═════ Listed entries

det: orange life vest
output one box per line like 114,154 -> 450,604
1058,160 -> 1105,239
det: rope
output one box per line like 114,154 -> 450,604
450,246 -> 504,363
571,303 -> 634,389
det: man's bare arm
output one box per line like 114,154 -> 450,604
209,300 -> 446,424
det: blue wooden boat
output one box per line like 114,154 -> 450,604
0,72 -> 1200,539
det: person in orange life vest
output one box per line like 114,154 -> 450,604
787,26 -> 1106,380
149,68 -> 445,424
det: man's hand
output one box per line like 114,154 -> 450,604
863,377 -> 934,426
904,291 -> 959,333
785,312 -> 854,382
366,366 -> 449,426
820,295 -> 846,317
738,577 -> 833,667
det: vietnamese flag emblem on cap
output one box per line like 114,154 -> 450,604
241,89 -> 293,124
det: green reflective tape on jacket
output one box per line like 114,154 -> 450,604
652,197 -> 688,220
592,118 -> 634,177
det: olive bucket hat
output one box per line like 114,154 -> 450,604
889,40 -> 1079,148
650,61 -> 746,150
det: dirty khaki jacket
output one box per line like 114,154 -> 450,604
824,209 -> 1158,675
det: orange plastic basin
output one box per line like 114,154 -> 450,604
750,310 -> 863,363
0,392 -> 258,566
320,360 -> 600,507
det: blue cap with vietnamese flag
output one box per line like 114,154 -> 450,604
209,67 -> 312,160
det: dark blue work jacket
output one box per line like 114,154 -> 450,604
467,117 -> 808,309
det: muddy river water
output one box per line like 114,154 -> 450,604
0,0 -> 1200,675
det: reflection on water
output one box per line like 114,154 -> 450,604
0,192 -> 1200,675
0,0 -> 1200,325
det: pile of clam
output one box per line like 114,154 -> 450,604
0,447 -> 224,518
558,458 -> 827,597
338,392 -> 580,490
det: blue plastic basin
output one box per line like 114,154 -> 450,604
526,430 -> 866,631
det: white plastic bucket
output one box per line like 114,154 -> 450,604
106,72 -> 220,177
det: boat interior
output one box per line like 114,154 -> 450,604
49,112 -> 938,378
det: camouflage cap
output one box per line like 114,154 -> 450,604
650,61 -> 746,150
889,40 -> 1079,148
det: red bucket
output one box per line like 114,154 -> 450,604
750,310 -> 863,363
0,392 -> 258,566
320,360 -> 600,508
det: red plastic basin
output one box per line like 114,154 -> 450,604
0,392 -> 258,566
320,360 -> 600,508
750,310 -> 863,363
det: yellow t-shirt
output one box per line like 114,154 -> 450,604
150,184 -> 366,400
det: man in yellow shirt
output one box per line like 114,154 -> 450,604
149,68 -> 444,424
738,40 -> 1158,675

══════════

### Exercise goal
Write out every line of the records above as a JSON list of strings, one string per line, with blank lines omitted.

### Final result
[
  "det: orange life vest",
  "output one box per line like 114,154 -> 450,604",
  "1058,160 -> 1105,239",
  "det: rope",
  "output one box per line like 114,154 -> 450,604",
  "450,246 -> 504,363",
  "571,303 -> 634,389",
  "det: man's bare arm",
  "output one box per line like 114,154 -> 450,604",
  "209,300 -> 446,424",
  "det: blue wooden boat",
  "output one box per line like 114,154 -> 450,604",
  "0,72 -> 1200,539",
  "det: person in orange life vest",
  "output one box per line like 114,154 -> 450,604",
  "787,26 -> 1106,380",
  "149,68 -> 445,424",
  "det: man's hand",
  "output one box per line like 114,154 -> 450,604",
  "863,377 -> 934,426",
  "904,291 -> 959,333",
  "785,312 -> 854,382",
  "366,366 -> 449,426",
  "820,295 -> 846,317",
  "738,577 -> 833,667",
  "det: vietnamese flag emblem on cap",
  "output one box per line like 114,154 -> 450,604",
  "241,89 -> 293,124",
  "det: green reflective tape on jacket",
  "output one box per line like 114,154 -> 450,604",
  "652,197 -> 688,220",
  "592,118 -> 634,177",
  "det: olive bucket hat",
  "output one box per line like 114,154 -> 450,604",
  "889,40 -> 1079,148",
  "650,61 -> 746,150",
  "det: dirty khaki jacket",
  "output one box per line like 114,154 -> 450,604",
  "824,209 -> 1158,675",
  "det: orange plastic basin",
  "output one box per line like 114,154 -> 450,604",
  "750,310 -> 863,363",
  "0,392 -> 258,566",
  "320,360 -> 600,507",
  "det: blue cap with vietnamese flag",
  "output one box per line like 114,154 -> 450,604",
  "209,67 -> 312,160",
  "det: dark blue work jacket",
  "output one box per line like 114,154 -> 450,604",
  "467,117 -> 808,309",
  "det: muddy river water",
  "output one box per line like 114,154 -> 450,604",
  "0,0 -> 1200,675",
  "det: reflection on water",
  "output one box per line like 114,154 -> 450,604",
  "0,192 -> 1200,675",
  "0,0 -> 1200,325",
  "det: pile of clam",
  "output one box per line like 114,154 -> 450,604",
  "0,447 -> 224,518",
  "558,458 -> 827,597",
  "338,392 -> 580,490",
  "det: blue plastic basin",
  "output one box per line like 114,154 -> 450,604",
  "526,430 -> 866,631",
  "det: white plastic bucket",
  "output one box per line like 114,154 -> 450,604",
  "106,72 -> 220,177",
  "det: boat interior",
  "output one box per line like 114,154 -> 450,604",
  "49,112 -> 938,378",
  "det: camouflage cap",
  "output one box per line like 114,154 -> 450,604",
  "650,61 -> 746,150",
  "889,40 -> 1079,148",
  "det: red bucket",
  "output one box per line like 114,154 -> 450,604",
  "750,310 -> 863,363",
  "0,392 -> 258,566",
  "320,360 -> 600,508",
  "det: red plastic basin",
  "output one box per line like 114,154 -> 450,604",
  "0,392 -> 258,566",
  "320,360 -> 600,508",
  "750,310 -> 863,363",
  "det: yellow t-shirt",
  "output one box per line like 114,154 -> 450,604",
  "150,184 -> 366,400",
  "det: man in yellow shirt",
  "output one box per line like 114,154 -> 450,604",
  "149,68 -> 444,424",
  "738,40 -> 1158,675"
]